Petunjuk Pengerjaan
Bisakah Anda mengulang persis bagian berita temuan BPK di bawah, mulai dari "oleh Maulandy Rizky" terus ke bawah sampai "Pusat (LKPP) 2021."?

Kutipan Teks
····················

7 Temuan BPK di Laporan Keuangan Pemerintah Pusat, dari Pajak hingga Suntikan ke Garuda Indonesia

Meski tidak berdampak material, Ketua BPK Isma Yatun menyatakan, temuan itu tetap perlu ditindaklanjuti pemerintah guna melakukan perbaikan pengelolaan APBN.

oleh Maulandy Rizky Bayu Kencana diperbarui 23 Jun 2022, 11:40 WIB
Diterbitkan 23 Jun 2022, 11:40 WIB
20151229-Gedung BPK RI-YR
Gedung BPK RI. (Liputan6.com/Yoppy Renato)

Liputan6.com, Jakarta - Badan Pemeriksa Keuangan (BPK) mengungkap 7 temuan kelemahan sistem pengendalian intern dan ketidakpatuhan terhadap ketentuan perundang-undangan dalam Laporan Keuangan Pemerintah Pusat (LKPP) 2021.

Meski tidak berdampak material terhadap kewajaran penyajian LKPP tahun 2021, Ketua BPK Isma Yatun menyatakan, temuan itu tetap perlu ditindaklanjuti pemerintah guna melakukan perbaikan pengelolaan APBN.

"Pertama, pengelolaan insentif dan fasilitas perpajakan tahun 2021 sebesar Rp 15,31 triliun belum sepenuhnya memadai," ujar Isma dalam Penyampaian Laporan Hasil Pemeriksaan atas LKPP 2021, Kamis (23/6/2022).

Atas permasalahan tersebut, BPK merekomendasikan pemerintah agar menguji kembali kebenaran pengajuan insentif dan fasilitas perpajakan yang telah dilakukan wajib pajak, dan disetujui. Kemudian, menagih kekurangan pembayaran pajak beserta sanksinya untuk pemberian insentif dan fasilitas yang tidak sesuai.

Masalah kedua, Isma melanjutkan, piutang pajak macet sebesar Rp 20,84 triliun belum dilakukan tindak penagihan yang memadai.

"Atas permasalahan ini, BPK merekomendasikan pemerintah antara lain agar melakukan inventarisasi atas piutang macet yang bum daluarsa penagihan per 30 Juni 2022, dan melakukan penagihan aktif sesuai ketentuan," imbuhnya.

Ketiga, sisa dana investasi pemerintah dalam rangka program pemulihan ekonomi nasional tahun 2020-2021 kepada PT Garuda Indonesia sebesar Rp 7,5 triliun tidak dapat disalurkan. Lalu, kepada PT Krakatau Steel sebesar Rp 800 miliar, berpotensi tidak dapat tersalurkan.

"BPK merekomendasikan pemerintah antara lain agar melakukan pengembalian sisa dana investasi pemerintah dalam rangka pemulihan ekonomi nasional kepada PT Garuda Indonesia sebesar Rp 7,5 triliun ke rekening kas negara," seru Isma.

····················

[Baris dataset tentang lokasi kemunculan objek]
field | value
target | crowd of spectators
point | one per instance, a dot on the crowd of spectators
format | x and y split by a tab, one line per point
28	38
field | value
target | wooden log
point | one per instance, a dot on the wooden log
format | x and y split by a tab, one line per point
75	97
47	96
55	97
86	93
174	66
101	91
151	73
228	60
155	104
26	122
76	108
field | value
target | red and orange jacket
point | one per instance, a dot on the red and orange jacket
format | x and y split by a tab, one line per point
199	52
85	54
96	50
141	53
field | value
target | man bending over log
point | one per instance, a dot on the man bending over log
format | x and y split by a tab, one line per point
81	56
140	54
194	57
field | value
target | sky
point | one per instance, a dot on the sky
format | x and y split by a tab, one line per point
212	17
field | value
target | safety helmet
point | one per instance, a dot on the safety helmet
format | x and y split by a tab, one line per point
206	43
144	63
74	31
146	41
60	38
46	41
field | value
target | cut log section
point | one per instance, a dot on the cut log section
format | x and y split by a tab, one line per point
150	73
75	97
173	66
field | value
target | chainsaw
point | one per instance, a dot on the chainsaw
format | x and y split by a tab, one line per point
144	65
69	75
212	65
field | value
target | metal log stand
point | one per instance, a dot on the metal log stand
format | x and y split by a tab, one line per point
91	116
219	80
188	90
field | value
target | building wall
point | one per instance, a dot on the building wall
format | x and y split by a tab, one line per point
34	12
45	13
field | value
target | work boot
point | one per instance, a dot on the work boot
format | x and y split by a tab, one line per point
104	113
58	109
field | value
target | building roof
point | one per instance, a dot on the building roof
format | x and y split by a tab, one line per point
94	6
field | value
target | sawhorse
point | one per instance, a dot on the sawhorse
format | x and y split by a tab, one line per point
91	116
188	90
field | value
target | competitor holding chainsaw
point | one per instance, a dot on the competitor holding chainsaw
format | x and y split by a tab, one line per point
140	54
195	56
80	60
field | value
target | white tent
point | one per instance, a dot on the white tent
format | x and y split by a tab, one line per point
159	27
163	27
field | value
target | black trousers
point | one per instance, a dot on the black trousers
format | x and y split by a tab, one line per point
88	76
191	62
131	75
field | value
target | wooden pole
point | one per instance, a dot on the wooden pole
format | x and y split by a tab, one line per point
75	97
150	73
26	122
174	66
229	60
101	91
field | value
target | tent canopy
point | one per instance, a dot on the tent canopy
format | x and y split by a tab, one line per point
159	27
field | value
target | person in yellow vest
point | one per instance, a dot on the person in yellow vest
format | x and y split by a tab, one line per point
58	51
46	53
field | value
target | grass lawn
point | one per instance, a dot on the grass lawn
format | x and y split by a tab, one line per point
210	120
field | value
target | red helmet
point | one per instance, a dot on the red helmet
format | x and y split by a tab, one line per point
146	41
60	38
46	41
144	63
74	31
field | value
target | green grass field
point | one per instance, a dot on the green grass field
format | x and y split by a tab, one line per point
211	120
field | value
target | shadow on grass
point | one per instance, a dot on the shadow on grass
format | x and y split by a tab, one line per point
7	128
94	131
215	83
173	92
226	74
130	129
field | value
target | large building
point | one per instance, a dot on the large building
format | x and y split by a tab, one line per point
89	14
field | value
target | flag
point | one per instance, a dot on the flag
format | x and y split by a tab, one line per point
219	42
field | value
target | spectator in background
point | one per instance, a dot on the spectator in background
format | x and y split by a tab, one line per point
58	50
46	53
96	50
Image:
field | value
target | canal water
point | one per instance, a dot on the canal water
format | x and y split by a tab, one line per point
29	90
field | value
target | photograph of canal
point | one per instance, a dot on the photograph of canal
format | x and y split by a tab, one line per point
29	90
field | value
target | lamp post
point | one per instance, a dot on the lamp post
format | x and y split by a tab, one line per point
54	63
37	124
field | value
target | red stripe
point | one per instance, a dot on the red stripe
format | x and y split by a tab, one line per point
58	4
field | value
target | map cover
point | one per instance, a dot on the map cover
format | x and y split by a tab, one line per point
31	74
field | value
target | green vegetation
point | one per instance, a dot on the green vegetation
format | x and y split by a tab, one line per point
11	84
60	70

····················

Hasil Keluaran
oleh Maulandy Rizky Bayu Kencana diperbarui 23 Jun 2022, 11:40 WIB
Diterbitkan 23 Jun 2022, 11:40 WIB
20151229-Gedung BPK RI-YR
Gedung BPK RI. (Liputan6.com/Yoppy Renato)

Liputan6.com, Jakarta - Badan Pemeriksa Keuangan (BPK) mengungkap 7 temuan kelemahan sistem pengendalian intern dan ketidakpatuhan terhadap ketentuan perundang-undangan dalam Laporan Keuangan Pemerintah Pusat (LKPP) 2021.